Return every one of the items below word for word, leaving out the pictures.

## begin

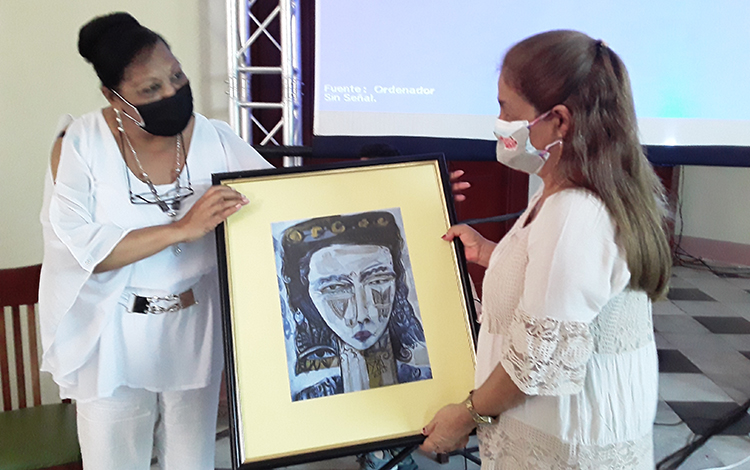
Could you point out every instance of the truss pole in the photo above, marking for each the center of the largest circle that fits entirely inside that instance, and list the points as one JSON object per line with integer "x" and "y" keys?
{"x": 240, "y": 70}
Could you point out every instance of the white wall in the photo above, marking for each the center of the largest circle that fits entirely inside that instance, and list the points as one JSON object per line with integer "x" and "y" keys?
{"x": 42, "y": 77}
{"x": 716, "y": 203}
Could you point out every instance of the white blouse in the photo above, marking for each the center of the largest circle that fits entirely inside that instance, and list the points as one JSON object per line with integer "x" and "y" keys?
{"x": 92, "y": 344}
{"x": 559, "y": 317}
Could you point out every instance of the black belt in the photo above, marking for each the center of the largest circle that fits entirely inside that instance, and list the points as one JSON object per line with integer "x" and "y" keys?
{"x": 158, "y": 305}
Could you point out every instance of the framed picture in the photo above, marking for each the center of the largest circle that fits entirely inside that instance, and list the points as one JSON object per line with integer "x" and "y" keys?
{"x": 347, "y": 318}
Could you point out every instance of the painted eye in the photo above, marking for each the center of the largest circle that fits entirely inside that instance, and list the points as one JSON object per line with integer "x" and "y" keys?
{"x": 318, "y": 353}
{"x": 337, "y": 288}
{"x": 381, "y": 279}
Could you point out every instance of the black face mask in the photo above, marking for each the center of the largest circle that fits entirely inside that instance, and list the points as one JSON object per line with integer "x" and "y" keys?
{"x": 167, "y": 117}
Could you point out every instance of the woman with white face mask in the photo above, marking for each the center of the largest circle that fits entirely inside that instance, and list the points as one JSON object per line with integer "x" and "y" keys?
{"x": 566, "y": 361}
{"x": 129, "y": 290}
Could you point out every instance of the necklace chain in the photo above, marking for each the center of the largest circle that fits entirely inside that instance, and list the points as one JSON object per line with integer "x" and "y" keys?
{"x": 178, "y": 168}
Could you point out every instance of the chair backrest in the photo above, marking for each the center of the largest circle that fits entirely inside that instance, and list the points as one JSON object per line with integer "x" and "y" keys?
{"x": 19, "y": 345}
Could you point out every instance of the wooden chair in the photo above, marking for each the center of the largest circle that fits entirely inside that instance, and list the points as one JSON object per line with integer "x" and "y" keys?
{"x": 36, "y": 431}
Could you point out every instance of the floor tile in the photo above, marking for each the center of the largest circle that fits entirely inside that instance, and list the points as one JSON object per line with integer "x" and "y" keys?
{"x": 701, "y": 416}
{"x": 689, "y": 294}
{"x": 725, "y": 325}
{"x": 737, "y": 386}
{"x": 738, "y": 342}
{"x": 702, "y": 459}
{"x": 691, "y": 341}
{"x": 662, "y": 343}
{"x": 679, "y": 282}
{"x": 678, "y": 324}
{"x": 675, "y": 361}
{"x": 690, "y": 388}
{"x": 691, "y": 274}
{"x": 666, "y": 307}
{"x": 707, "y": 309}
{"x": 723, "y": 291}
{"x": 730, "y": 449}
{"x": 718, "y": 359}
{"x": 742, "y": 283}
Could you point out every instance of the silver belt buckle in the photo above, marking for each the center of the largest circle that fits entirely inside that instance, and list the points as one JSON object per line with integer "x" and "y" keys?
{"x": 157, "y": 305}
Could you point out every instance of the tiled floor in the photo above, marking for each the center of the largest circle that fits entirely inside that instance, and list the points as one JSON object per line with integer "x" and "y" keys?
{"x": 703, "y": 338}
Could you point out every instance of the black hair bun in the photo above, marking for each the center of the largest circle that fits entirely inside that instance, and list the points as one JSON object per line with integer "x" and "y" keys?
{"x": 92, "y": 33}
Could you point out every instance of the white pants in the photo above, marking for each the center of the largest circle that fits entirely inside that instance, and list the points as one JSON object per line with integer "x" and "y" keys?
{"x": 120, "y": 432}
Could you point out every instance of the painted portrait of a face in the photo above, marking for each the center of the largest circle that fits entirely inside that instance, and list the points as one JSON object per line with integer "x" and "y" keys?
{"x": 350, "y": 312}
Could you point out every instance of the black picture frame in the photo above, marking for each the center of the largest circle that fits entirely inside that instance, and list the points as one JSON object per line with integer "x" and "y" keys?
{"x": 261, "y": 406}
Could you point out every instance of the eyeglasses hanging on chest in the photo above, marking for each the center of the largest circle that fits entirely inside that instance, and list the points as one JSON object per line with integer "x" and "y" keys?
{"x": 169, "y": 201}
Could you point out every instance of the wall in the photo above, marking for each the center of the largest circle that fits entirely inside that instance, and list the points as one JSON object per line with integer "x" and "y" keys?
{"x": 716, "y": 214}
{"x": 43, "y": 77}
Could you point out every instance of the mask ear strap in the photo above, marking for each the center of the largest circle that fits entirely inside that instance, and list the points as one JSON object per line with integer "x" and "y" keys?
{"x": 552, "y": 144}
{"x": 140, "y": 122}
{"x": 539, "y": 118}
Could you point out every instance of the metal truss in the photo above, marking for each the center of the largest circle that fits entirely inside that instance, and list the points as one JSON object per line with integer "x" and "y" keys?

## end

Answer to the exercise:
Could you point out every instance of the truss pole in the photo above, marking for each the center of the largest circle that fits entirely inside that instance, and list the points as one JSON object per line with integer "x" and "y" keys?
{"x": 240, "y": 70}
Could you point out every instance of the white wall in the photo above, marking for each the center of the largest circle that fits entirely inside that instance, and list the points as one JSON object per line with integer "x" and "y" keys?
{"x": 42, "y": 77}
{"x": 716, "y": 203}
Could you point out every instance of the white blouse in the photo above, marking for each the center of the largest circle that fits entirely inside that instance, and list the points as one JSON object per line with integer "x" and "y" keys?
{"x": 92, "y": 344}
{"x": 559, "y": 317}
Could you point out every instance of the black belt in the photo above, marking for each the center of the largest circle that fits entirely inside that instance, and list the points as one JSON object per line with integer "x" and "y" keys?
{"x": 158, "y": 305}
Could you point out every instance of the framed picture in the photo above, marking for each the center of the largest circle that fits entirely inside that instance, and list the points as one JSON object per line with integer "x" and "y" keys?
{"x": 347, "y": 318}
Could you point out every instance of the painted eye in the photo above, marking for each the center of the largest circle that fits entirely inside that instance, and list the points as one JSON object per line with integer "x" and "y" keys?
{"x": 318, "y": 353}
{"x": 337, "y": 288}
{"x": 381, "y": 279}
Could you point out every instance of the black face mask in the photo above, marking for each the center of the largest circle that fits entirely inside that instance, and list the points as one JSON object per line with integer "x" and "y" keys?
{"x": 167, "y": 117}
Could you point out every instance of the woman with white face mask in the photo above, marking for each the center of the largest circle that fits entirely inside that instance, and list the points as one JSON object per line with integer "x" and "y" keys?
{"x": 566, "y": 361}
{"x": 129, "y": 290}
Could you point out every instance of the necklace chain in the photo above, marking for each the center of the largest circle that fits entirely inside that instance, and list the points as one JSON object per line with integer "x" and "y" keys?
{"x": 178, "y": 168}
Could you point out every instance of the chair backrest in the photo above, marking for each the center of the largest circle that fits entirely inside that instance, and list the points as one JSON object per line with integer "x" and "y" keys?
{"x": 19, "y": 345}
Could you point out every instance of the wooden chair in the photo above, marking for each the center of the largest circle that fits entirely inside that instance, and list the points as one JSON object per line with integer "x" and "y" keys?
{"x": 36, "y": 431}
Could you point out every instance of the floor tile in the photo above, marking for each the center of the largest circle that fits entirely inside that instance, and list the points as one JSON object per line with integer "x" and "y" keys?
{"x": 701, "y": 416}
{"x": 689, "y": 294}
{"x": 725, "y": 325}
{"x": 737, "y": 386}
{"x": 738, "y": 342}
{"x": 702, "y": 459}
{"x": 691, "y": 341}
{"x": 662, "y": 343}
{"x": 679, "y": 282}
{"x": 678, "y": 324}
{"x": 675, "y": 361}
{"x": 690, "y": 388}
{"x": 691, "y": 274}
{"x": 666, "y": 307}
{"x": 707, "y": 309}
{"x": 723, "y": 291}
{"x": 730, "y": 449}
{"x": 718, "y": 359}
{"x": 742, "y": 283}
Could you point out every instance of the silver belt buckle in the photo above, marking for each the center of the largest circle that fits entirely inside that instance, and list the points as one JSON object per line with integer "x" and "y" keys?
{"x": 157, "y": 305}
Could you point out every instance of the tiled floor in the photo above, marking for each the center of the largest circle that fits entirely inside that instance, and list the points as one JSON object per line with integer "x" and "y" keys?
{"x": 703, "y": 338}
Could you point out every instance of the black hair bun in the photo above, marking for each the center of the largest circle that fits entirely inside that instance, and list the points as one JSON object per line with integer "x" and "y" keys?
{"x": 92, "y": 33}
Could you point out every instance of the white pants in the photo above, marking for each the center of the largest circle that fits entirely inside that instance, and list the points as one JSON object per line with integer "x" and "y" keys?
{"x": 120, "y": 432}
Could you point out every instance of the painted portrait of a face in the photo above, marking for each the center of the largest circle that fits entirely inside that instance, and list the points as one JSON object per line with integer "x" and "y" keys?
{"x": 350, "y": 312}
Could you point out every instance of the black picture frame in the photo above, marking for each the center of the largest circle that fits entirely inside that instance, and list the points as one JSON object per line with integer "x" and "y" keys?
{"x": 261, "y": 406}
Could you point out every instance of the eyeglasses hanging on chest in the photo above, marking for each the center of the largest circle that fits entirely inside that instance, and list the points as one JSON object per line with integer "x" and "y" keys?
{"x": 169, "y": 201}
Could you point out every instance of the wall in the photo above, marking for each the center of the largest circle that fits entirely inside that instance, and list the points as one JSON object per line with integer "x" and "y" keys?
{"x": 716, "y": 214}
{"x": 43, "y": 77}
Could you point out every instance of the mask ear strap in the photo above, marking for each the center of the largest circle that fits entirely inside that instance, and list the points as one JSON object per line with integer "x" and "y" keys?
{"x": 552, "y": 144}
{"x": 140, "y": 122}
{"x": 539, "y": 118}
Could you point out every instance of the metal truss in the photo above, marking for each the center of the largest circle that fits entirely inside that instance, and list the points as one JSON object per line with integer "x" and "y" keys?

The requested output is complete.